### Task objective:
Repeat, exactly and only, the lines from the one containing "point: man's black" to the last line, inclusive; do not repeat the pictures.

Excerpts of pointing data:
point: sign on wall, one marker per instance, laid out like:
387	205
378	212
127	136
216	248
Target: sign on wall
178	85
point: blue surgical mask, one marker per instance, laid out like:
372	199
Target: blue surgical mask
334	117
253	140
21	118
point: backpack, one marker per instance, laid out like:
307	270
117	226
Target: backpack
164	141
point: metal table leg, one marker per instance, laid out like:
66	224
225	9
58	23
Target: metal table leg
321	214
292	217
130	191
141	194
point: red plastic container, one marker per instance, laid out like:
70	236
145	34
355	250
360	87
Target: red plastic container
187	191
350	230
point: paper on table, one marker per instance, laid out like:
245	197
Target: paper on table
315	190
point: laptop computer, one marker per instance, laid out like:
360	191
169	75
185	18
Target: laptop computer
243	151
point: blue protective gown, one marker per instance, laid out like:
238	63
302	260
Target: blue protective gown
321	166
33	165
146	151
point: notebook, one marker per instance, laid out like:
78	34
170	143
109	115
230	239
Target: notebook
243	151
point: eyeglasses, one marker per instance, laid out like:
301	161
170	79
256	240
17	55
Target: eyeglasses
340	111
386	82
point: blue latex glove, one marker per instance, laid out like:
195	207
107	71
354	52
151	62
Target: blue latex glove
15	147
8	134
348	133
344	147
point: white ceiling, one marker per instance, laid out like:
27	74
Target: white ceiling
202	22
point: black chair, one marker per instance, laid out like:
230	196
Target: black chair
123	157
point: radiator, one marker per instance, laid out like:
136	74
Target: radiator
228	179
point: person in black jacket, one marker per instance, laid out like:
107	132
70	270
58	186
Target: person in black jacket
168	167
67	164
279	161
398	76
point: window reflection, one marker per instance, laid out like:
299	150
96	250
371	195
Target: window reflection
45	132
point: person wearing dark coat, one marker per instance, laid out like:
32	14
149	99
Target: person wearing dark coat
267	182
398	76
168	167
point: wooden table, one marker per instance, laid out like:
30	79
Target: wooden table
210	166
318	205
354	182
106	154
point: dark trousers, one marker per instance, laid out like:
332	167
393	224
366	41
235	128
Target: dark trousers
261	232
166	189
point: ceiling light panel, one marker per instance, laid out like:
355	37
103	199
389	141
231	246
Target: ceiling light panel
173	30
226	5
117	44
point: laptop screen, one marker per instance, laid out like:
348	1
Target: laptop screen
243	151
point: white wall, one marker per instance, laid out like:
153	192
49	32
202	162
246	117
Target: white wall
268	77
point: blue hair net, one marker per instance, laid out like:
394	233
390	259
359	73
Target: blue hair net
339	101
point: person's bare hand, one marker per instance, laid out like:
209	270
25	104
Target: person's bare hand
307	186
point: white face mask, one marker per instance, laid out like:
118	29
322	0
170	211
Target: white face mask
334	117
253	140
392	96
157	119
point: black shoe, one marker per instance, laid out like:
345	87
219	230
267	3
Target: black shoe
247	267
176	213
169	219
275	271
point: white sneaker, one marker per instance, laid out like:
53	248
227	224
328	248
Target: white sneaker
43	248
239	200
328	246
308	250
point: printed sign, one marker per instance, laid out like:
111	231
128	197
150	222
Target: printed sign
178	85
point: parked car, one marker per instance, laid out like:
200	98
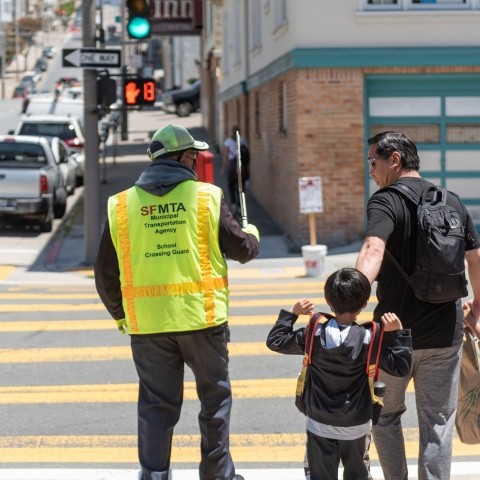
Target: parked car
183	102
41	65
49	51
31	182
33	93
21	91
66	160
31	77
66	127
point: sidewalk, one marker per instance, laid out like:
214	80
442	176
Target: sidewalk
65	251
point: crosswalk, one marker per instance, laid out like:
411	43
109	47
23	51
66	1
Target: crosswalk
68	389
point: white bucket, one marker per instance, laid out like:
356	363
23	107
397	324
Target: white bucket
314	259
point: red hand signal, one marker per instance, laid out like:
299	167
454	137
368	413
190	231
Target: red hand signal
131	93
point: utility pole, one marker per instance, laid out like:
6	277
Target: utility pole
91	197
17	35
3	52
124	123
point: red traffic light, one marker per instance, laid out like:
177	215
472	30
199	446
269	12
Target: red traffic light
139	91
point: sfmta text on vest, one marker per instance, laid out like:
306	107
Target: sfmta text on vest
173	207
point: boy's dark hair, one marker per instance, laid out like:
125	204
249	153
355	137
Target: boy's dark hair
389	142
347	290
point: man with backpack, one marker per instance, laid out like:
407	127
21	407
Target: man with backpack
394	253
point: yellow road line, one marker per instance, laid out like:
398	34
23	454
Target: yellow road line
257	273
248	448
102	324
51	307
99	354
235	290
234	303
128	392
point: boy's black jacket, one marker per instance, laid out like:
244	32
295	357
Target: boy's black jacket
336	390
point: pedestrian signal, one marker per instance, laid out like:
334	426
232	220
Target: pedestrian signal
139	91
138	24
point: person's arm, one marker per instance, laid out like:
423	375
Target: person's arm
370	257
107	276
283	339
473	265
234	242
396	360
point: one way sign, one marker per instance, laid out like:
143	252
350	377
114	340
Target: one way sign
90	58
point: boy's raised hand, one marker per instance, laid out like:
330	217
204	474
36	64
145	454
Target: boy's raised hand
391	322
303	307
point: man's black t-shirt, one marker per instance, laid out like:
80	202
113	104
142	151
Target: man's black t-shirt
393	218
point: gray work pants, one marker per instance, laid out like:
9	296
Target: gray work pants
159	361
435	374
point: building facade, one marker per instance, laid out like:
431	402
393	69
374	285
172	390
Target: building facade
309	82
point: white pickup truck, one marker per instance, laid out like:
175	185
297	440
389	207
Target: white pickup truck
31	183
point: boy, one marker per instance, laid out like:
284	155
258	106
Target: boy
337	393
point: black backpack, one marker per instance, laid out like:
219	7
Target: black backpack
439	274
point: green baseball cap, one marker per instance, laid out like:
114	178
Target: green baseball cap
172	139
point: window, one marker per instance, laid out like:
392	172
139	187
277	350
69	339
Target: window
280	12
256	24
237	35
225	58
420	4
257	114
282	104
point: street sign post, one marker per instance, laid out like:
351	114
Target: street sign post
90	58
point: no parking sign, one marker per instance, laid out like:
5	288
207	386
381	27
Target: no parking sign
310	191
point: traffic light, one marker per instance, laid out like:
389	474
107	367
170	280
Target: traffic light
138	25
106	91
139	91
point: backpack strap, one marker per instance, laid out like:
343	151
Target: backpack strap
373	356
411	195
315	319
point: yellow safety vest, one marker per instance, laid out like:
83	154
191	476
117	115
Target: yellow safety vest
172	272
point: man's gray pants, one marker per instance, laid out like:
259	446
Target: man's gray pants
159	361
435	374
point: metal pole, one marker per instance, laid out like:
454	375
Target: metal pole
124	123
241	193
17	34
91	196
4	50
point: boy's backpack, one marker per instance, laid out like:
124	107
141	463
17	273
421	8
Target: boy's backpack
439	274
373	357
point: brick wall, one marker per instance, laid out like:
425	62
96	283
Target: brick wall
324	136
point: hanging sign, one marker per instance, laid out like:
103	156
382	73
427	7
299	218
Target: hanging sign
310	191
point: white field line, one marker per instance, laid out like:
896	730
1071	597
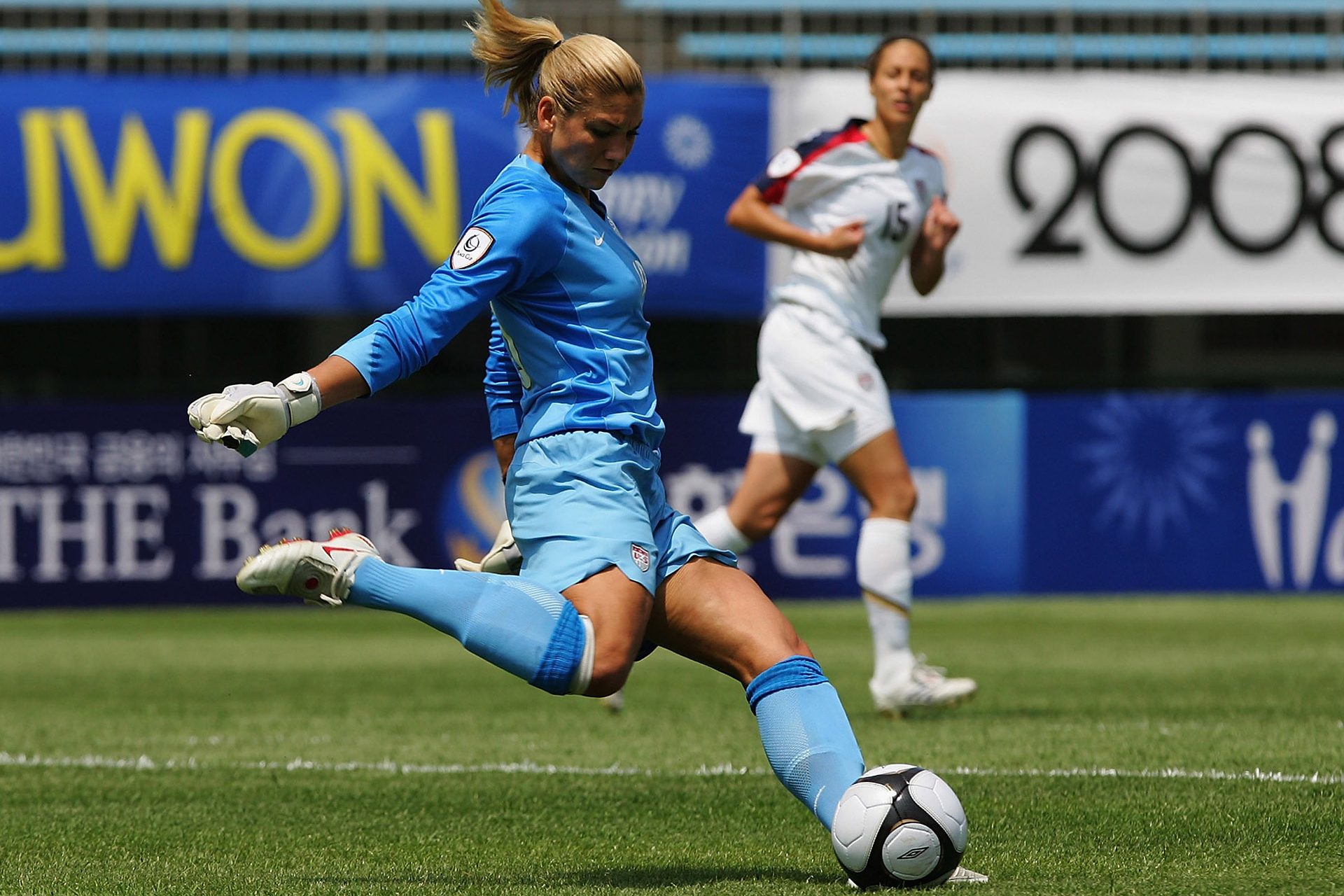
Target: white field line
146	763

### Task answer:
point: man's black t-shirt, one marker per instance, laid out like:
80	202
113	104
142	151
Target: man's black t-shirt
393	218
point: gray work pants, one marker per instance, laid out like:
9	296
Target: gray work pants
159	361
435	374
point: building facade, one marker per instance, laid out like:
431	402
393	69
374	285
172	390
Target: building facade
309	82
point: white pickup truck, one marker per instance, laid out like:
175	185
297	440
389	207
Target: white pickup truck
31	183
point: boy, one marker per instance, laid out like:
284	155
258	106
Target: boy
337	393
point: black backpack, one marker per instance, laid out like:
219	7
Target: black backpack
439	274
point: green baseball cap, one marker per instance, laid out like:
114	178
Target: green baseball cap
172	139
point: window, one marker per instance, laid out like:
392	172
139	187
277	350
69	339
Target: window
280	12
256	24
237	35
225	58
420	4
257	114
282	104
point: street sign post, one marker per instance, laid out like:
351	114
Target: street sign post
90	58
point: no parking sign, one marker per instance, laid out like:
5	288
207	386
381	27
Target: no parking sign
310	191
point: traffic light, one marker per instance, laid out like:
389	474
107	367
170	280
Target: traffic light
138	25
106	91
139	91
point: backpack strap, one marker per instance, laid out like:
343	151
Target: backpack strap
373	356
411	195
315	319
point: yellow safety vest, one marker per instance, laid out like:
83	154
191	476
117	115
Target: yellow safety vest
172	272
point: man's gray pants, one marker per instance, laid out like:
259	446
Target: man's gray pants
159	361
435	374
point: metal pole, one marker per instance, laid out like:
454	375
Target: metal pole
124	123
241	193
17	34
91	196
4	50
point: boy's backpack, one marker per instance, laid out like:
124	107
141	463
17	273
421	8
Target: boy's backpack
439	274
373	357
point: brick wall, one marker per instance, laid out like:
425	62
96	283
Target: brick wall
324	136
point: hanging sign, one marker per instance, laid out like:
103	156
382	73
427	7
299	218
Target: hanging sign
310	191
point: white field line, one marker per instance, laid out like:
896	730
1071	597
Target: white field line
146	763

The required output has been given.